### LA CONSIGNE:
Dites si chacune des affirmations suivantes concorde avec l'article sur le départ d'André Siaka, en répondant par oui ou par non et en citant les mots décisifs du texte. 1. André Siaka a occupé le poste de directeur général pendant 25 ans. 2. Le départ d'André Siaka a été annoncé au cours d'une conférence de presse. 3. L'opération «Excellence scolaire» distribue plus de 70 millions de francs Cfa.

### EXTRAIT DU TEXTE:
André Siaka, Je recommence une autre vie :: CAMEROON

Cameroun : André Siaka, Je recommence une autre vieL'administrateur directeur général de la Sabc quitte l'entreprise après 36 ans de maison. rendue publique hier matin. Nous revenons sur le parcours de ce polytechnicien discret

Il a gardé et géré le secret de son départ à la tête de la sabc, cette société connue plus sous l’appellation de «Brasseries du Cameroun». Quelques personnes de son entourage évoquaient ce départ probable, mais personne n’en parlait avec certitude. Hier matin donc, le département de la Communication institutionnelle de l’entreprise a pris l’initiative de ne pas laisser s’installer la rumeur sur le sujet. il a donné laconiquement l’information à quelques confrères triés au volet, en promettant «d’en parler au cours d’une conférence de presse à organiser prochainement».

Lorsque la direction générale de la sabc a officialisé la nouvelle au sein de l’entreprise, de nombreux employés qui la suivaient discrètement se sont mis à couler les larmes. Un employé d’usine à Douala a dit qu’il lui sera difficile de s’habituer à ne plus voir andré siaka se rendre à l’usine, et échanger avec les techniciens sur leur travail. Un grossiste des produits des brasseries s’est exclamé en ces termes : «Je lui dois ma réussite sociale ; il m’avait fait confiance, j’avais mérité sa confiance, le succès est arrivé…Sa vision des affaires est une école», s’est-il exprimé.

A Yaoundé, au service commercial de l’entreprise, un cadre marketing a de la peine à croire que la rumeur entretenue depuis quelques semaines sur ce  départ, est en train de se transformer en une réalité. et il ajoute : «Même les Blancs qui étaient ici avant Siaka, aucun d’eux n’a maitrisé cette boite comme lui».

André siaka va effectivement quitter la boite le 1er janvier prochain. il aura passé 36 ans dans cette multinationale française, dont 25 ans comme directeur général. il aura largement contribué à hisser et à maintenir cette entreprise brassicole au sommet de l’industrie locale, en termes de personnels employés et de chiffre d’affaires. Dans le domaine social, andré siaka a introduit l’opération «Excellence scolaire ». par elle, la sabc prime à travers des bourses en fin d’année, les meilleurs enfants qui ont passé leurs examens avec des moyens fortes, parfois au-delà de 17/20. plus de 70 millions de francs Cfa sont ainsi distribués aux parents des enfants les plus méritants, pour soutenir leur scolarité.

### DONNÉES FOURNIES:
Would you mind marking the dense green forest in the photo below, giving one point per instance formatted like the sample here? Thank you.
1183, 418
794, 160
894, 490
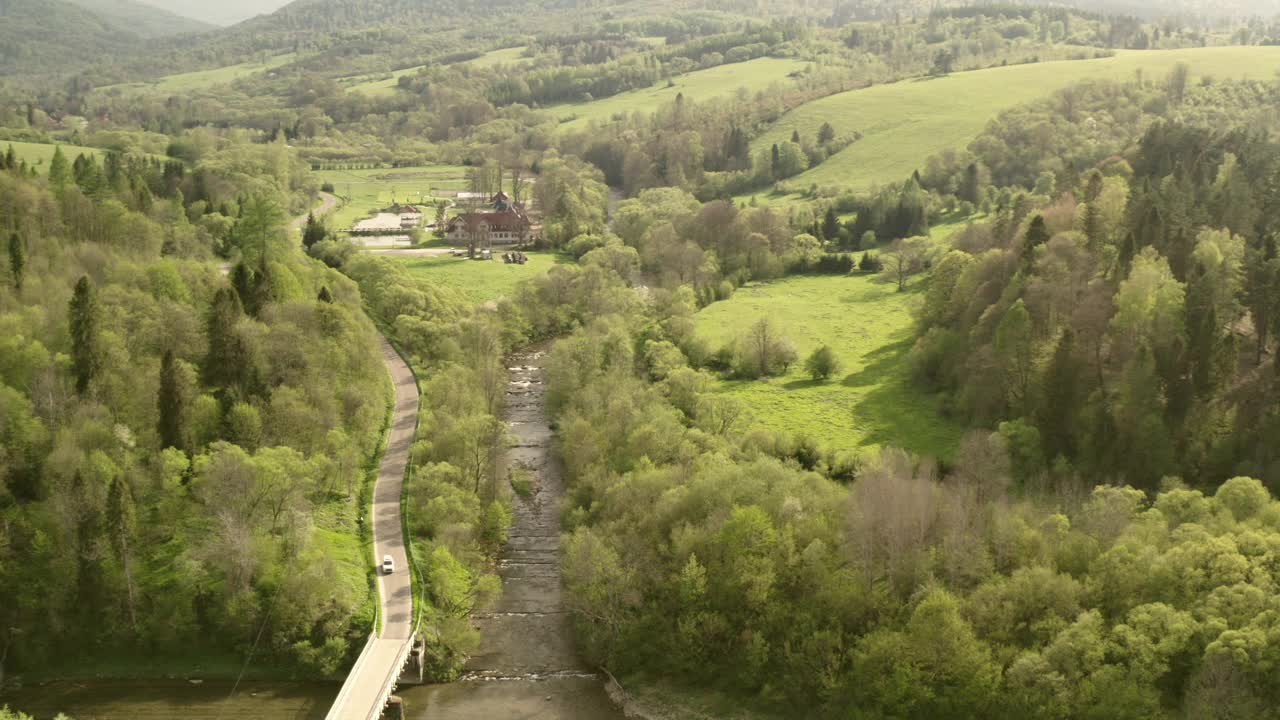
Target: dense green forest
177, 461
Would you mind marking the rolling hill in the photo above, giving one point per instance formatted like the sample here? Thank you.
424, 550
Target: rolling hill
903, 123
142, 19
225, 13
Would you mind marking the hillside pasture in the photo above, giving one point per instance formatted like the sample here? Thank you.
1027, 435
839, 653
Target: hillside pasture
703, 86
370, 190
480, 281
378, 83
39, 154
201, 80
871, 402
906, 122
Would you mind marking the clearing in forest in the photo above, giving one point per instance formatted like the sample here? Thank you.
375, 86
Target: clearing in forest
370, 190
480, 281
39, 154
200, 80
904, 123
871, 402
380, 85
703, 86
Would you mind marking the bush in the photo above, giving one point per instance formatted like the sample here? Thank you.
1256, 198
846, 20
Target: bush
822, 364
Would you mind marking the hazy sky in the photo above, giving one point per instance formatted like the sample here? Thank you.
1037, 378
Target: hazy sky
219, 12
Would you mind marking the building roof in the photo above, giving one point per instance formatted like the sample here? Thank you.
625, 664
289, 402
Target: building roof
501, 220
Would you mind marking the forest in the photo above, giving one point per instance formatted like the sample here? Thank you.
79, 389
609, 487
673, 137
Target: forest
1077, 308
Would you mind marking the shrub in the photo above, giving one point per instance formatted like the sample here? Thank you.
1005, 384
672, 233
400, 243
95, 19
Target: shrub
822, 364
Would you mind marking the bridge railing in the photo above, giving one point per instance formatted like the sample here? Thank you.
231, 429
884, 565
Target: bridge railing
351, 678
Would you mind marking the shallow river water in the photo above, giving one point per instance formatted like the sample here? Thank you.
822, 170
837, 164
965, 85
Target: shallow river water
526, 666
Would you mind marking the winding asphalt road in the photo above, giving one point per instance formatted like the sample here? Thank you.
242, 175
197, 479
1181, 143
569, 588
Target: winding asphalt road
327, 204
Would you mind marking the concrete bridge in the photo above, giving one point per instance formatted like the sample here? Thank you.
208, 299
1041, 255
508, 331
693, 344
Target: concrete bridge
373, 679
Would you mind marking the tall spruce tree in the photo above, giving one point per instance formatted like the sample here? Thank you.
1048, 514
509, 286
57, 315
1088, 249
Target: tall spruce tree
222, 368
1063, 396
173, 405
312, 232
17, 259
59, 171
82, 315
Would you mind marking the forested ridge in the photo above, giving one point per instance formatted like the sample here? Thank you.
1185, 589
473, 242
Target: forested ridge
1082, 301
1005, 584
183, 454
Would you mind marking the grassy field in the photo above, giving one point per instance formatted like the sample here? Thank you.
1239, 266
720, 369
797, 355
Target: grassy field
385, 83
379, 83
507, 55
206, 78
904, 123
699, 85
40, 154
480, 281
871, 402
371, 190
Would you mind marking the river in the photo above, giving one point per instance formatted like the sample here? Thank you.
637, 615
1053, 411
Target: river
526, 666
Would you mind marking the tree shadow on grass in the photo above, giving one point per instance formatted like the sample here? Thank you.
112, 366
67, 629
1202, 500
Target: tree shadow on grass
896, 413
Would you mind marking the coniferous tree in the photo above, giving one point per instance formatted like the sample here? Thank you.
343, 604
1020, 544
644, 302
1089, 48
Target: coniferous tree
222, 363
830, 224
59, 171
826, 133
17, 259
120, 527
312, 232
173, 405
1063, 396
82, 315
1037, 235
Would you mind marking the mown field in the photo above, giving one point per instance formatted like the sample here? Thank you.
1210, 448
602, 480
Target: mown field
700, 85
904, 123
39, 154
480, 281
871, 401
206, 78
370, 190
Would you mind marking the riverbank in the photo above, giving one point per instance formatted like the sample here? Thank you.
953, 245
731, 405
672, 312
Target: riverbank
528, 662
165, 700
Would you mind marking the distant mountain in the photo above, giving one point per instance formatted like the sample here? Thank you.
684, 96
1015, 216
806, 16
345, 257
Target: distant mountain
142, 19
45, 37
220, 13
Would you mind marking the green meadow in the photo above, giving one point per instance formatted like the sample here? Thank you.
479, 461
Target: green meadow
480, 281
370, 190
871, 402
39, 154
205, 78
379, 83
700, 85
385, 83
906, 122
506, 55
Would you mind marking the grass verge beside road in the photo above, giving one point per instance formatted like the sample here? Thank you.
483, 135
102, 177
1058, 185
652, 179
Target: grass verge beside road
871, 402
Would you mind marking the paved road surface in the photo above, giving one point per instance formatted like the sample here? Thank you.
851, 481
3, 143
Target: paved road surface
327, 204
394, 591
412, 251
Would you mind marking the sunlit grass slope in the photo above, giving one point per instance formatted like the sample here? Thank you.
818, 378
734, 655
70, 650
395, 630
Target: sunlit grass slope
700, 85
904, 123
871, 401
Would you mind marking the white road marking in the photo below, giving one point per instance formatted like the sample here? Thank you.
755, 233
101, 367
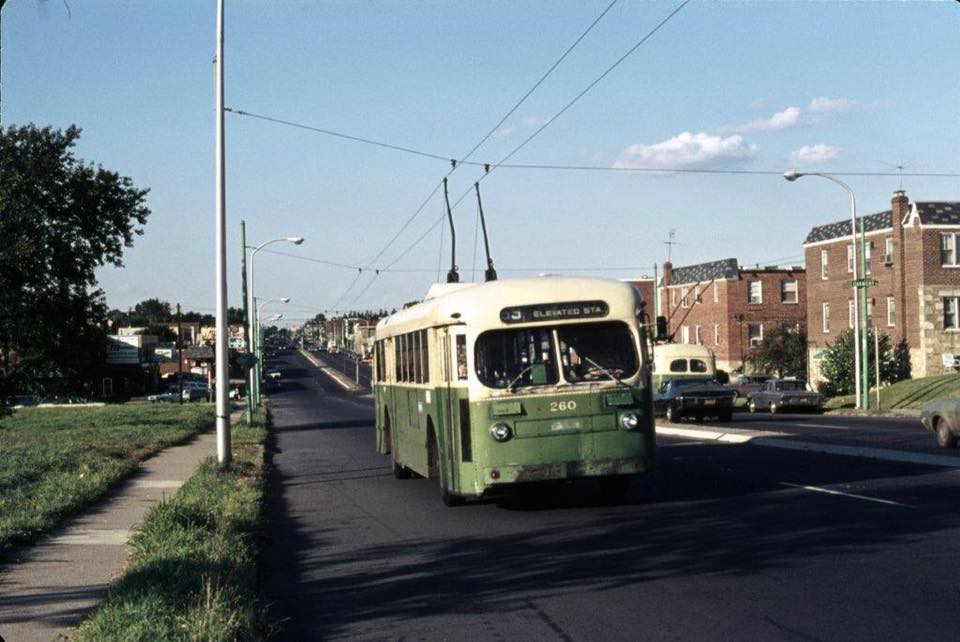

### CORRIGÉ:
1. Oui : « dont 25 ans comme directeur général ».
2. Non : l'information a été donnée à quelques confrères « en promettant «d’en parler au cours d’une conférence de presse à organiser prochainement» ».
3. Oui : « plus de 70 millions de francs Cfa sont ainsi distribués aux parents des enfants les plus méritants ».